Point-based annotation data:
—————

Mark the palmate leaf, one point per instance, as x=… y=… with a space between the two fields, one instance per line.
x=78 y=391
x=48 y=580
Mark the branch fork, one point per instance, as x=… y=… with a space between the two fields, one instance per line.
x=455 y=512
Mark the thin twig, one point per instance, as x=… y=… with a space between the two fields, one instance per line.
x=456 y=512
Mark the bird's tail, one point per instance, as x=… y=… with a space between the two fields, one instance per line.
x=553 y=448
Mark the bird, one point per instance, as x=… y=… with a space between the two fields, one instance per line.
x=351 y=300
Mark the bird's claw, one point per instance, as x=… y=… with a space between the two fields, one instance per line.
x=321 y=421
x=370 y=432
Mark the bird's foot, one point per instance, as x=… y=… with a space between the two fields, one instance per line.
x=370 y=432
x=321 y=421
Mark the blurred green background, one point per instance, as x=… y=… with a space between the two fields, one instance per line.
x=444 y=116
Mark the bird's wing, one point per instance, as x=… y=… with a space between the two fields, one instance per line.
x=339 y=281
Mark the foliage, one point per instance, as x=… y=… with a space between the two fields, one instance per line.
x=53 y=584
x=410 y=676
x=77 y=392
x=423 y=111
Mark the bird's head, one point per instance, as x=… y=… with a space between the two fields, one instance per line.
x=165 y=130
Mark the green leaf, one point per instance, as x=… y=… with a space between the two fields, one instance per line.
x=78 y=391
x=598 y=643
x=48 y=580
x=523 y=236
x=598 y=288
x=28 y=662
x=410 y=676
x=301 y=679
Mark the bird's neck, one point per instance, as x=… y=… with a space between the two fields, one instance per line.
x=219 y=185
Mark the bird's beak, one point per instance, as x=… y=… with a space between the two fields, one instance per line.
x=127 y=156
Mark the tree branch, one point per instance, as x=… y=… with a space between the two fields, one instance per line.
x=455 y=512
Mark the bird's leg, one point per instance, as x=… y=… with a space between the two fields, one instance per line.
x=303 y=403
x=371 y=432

—————

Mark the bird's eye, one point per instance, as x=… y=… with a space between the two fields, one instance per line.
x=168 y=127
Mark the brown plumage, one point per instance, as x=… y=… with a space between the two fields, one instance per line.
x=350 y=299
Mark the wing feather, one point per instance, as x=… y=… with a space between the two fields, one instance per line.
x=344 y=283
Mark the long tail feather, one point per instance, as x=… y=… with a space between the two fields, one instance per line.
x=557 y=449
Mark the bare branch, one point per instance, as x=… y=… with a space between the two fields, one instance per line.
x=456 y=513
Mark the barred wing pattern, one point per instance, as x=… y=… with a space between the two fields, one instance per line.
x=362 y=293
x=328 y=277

—————

The exercise →
Pick out each line of the records that contains the word "green", and copy those lines in full in their original order.

Response for this exercise →
Mark the blurred green background, one point per instance, as x=… y=… with a space between the two fields, one instance per line.
Mark the green leaf, one point per instance, as x=… y=… with a space between the two fields, one instance per line.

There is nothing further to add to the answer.